-- start --

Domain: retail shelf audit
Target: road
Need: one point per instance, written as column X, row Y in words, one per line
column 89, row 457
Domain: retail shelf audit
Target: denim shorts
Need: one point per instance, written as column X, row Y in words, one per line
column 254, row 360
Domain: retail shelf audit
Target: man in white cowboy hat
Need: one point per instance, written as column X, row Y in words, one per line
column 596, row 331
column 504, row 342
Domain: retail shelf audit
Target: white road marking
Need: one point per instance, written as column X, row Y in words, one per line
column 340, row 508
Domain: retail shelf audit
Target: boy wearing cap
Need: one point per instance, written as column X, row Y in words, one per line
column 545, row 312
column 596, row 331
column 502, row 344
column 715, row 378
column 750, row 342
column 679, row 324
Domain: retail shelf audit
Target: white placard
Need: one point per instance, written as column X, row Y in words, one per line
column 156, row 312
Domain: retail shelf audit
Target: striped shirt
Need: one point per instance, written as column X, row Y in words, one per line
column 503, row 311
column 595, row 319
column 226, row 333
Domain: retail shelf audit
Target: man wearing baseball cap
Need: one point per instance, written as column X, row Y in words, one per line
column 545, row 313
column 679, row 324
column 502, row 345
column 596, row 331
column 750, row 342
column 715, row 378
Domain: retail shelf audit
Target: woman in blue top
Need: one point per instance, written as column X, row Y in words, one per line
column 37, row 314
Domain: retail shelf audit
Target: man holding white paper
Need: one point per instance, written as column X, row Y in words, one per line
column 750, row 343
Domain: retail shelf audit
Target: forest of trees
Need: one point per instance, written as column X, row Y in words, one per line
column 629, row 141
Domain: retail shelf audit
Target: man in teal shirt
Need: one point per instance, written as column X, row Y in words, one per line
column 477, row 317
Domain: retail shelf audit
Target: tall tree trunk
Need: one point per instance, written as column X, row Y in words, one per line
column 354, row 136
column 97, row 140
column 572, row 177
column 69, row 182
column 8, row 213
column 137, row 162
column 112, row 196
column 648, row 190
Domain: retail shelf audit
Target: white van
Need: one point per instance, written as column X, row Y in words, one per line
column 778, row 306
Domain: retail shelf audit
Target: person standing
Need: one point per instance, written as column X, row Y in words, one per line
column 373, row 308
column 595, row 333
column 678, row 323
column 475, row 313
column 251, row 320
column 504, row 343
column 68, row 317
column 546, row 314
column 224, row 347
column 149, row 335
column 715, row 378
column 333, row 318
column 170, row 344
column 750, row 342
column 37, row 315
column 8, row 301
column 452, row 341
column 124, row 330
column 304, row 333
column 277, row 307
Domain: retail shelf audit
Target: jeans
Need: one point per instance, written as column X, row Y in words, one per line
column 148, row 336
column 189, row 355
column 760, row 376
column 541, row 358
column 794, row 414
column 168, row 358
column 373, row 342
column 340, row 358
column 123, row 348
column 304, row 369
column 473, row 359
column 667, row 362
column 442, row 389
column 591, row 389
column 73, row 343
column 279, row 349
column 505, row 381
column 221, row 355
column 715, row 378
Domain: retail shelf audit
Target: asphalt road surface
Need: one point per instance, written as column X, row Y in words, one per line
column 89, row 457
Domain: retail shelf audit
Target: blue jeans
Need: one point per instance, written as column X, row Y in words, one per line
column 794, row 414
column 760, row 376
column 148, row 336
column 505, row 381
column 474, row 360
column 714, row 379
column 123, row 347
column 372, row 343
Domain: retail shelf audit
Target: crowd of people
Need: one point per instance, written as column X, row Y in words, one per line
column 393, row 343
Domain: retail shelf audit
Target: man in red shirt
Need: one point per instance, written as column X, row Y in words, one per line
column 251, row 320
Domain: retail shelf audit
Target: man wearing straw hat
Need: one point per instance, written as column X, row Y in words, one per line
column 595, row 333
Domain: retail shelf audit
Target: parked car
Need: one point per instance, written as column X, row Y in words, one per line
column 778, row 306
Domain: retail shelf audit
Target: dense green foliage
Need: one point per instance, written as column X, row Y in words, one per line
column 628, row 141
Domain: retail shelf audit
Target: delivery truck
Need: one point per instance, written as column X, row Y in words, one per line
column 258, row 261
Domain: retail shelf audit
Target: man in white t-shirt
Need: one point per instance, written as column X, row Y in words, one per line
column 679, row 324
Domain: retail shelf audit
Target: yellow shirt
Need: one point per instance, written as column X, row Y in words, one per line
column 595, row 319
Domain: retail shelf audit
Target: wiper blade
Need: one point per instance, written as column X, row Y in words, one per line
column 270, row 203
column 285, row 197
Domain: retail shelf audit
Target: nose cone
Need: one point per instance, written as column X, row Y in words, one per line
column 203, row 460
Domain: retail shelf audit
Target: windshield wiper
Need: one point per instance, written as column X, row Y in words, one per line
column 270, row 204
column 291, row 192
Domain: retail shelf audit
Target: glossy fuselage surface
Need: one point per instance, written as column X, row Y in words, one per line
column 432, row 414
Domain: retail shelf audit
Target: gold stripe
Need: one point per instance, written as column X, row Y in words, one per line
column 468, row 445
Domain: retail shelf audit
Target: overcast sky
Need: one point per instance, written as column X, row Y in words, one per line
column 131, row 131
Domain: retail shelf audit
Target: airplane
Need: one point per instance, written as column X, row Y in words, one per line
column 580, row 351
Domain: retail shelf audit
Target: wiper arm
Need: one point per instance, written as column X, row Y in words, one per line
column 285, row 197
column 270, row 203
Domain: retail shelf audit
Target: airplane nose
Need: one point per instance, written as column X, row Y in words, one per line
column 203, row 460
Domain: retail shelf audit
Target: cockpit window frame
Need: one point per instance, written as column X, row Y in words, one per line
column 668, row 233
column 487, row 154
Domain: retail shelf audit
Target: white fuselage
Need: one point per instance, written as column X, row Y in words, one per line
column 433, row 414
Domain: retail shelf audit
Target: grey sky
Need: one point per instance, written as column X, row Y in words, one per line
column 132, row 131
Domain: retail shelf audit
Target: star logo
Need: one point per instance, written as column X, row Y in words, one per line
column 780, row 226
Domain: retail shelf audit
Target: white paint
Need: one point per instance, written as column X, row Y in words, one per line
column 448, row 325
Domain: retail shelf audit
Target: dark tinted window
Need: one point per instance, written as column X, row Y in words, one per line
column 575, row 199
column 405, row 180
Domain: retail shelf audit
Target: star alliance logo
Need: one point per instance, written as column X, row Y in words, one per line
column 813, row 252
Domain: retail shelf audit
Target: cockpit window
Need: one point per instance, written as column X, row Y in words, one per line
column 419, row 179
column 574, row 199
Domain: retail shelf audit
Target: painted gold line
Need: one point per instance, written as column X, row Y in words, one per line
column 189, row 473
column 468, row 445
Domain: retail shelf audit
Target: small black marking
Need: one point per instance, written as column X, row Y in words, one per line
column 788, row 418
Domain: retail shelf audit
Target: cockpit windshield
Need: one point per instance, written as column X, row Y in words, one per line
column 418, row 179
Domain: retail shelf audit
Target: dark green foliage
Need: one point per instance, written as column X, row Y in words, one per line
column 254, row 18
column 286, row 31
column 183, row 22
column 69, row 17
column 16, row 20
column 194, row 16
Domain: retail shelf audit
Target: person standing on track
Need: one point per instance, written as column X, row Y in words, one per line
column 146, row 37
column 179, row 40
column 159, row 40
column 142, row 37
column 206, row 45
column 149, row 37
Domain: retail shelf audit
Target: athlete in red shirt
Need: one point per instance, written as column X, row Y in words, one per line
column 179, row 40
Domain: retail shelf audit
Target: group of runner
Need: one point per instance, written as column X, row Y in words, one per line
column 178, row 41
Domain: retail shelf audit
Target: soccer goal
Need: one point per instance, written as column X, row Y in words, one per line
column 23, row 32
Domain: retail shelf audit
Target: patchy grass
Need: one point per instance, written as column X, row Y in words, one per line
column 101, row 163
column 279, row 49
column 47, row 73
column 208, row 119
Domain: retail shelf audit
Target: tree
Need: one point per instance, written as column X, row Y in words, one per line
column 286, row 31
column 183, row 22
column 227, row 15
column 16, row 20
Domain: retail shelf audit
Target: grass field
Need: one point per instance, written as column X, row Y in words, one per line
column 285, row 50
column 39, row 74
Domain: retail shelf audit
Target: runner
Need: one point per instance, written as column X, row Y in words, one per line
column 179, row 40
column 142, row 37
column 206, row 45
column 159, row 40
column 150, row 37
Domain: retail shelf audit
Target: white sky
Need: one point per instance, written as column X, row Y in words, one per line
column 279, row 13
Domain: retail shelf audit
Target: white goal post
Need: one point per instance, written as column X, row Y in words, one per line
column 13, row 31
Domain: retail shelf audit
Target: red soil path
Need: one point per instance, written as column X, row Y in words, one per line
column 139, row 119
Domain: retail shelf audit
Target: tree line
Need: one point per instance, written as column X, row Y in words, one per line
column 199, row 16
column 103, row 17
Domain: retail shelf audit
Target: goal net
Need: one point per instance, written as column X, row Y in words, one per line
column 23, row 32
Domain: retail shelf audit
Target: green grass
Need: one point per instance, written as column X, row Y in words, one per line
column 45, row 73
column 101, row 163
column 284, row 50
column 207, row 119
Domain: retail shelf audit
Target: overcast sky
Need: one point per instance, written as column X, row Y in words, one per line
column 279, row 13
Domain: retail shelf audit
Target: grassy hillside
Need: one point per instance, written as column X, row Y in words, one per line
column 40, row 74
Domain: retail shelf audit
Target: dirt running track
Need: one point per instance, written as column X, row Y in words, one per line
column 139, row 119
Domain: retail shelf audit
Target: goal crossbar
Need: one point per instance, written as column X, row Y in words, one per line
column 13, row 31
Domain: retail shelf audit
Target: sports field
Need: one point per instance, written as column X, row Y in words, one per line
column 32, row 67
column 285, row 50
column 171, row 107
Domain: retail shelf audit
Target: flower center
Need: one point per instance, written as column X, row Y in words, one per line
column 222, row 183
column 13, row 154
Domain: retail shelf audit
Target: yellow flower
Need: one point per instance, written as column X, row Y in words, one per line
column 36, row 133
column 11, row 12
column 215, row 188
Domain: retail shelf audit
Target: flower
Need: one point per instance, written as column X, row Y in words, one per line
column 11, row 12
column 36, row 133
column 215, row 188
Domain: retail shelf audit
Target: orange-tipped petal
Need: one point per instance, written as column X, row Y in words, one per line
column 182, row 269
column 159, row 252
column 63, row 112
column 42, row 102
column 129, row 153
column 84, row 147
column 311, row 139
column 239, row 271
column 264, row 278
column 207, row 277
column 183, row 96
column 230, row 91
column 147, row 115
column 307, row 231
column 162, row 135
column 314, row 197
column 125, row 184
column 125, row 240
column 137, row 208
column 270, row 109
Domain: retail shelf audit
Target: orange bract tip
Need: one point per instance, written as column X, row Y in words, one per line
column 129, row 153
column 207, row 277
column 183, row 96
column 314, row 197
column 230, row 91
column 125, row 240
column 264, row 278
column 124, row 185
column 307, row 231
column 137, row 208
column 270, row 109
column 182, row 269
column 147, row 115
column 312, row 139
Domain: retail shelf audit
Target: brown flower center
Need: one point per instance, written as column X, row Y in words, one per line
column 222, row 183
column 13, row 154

-- end --

> _Task brief_
Select every line in the data above that contains the string "nose". Treat uppercase and lowercase letters as different.

> _Task result_
Target: nose cone
Target: airplane nose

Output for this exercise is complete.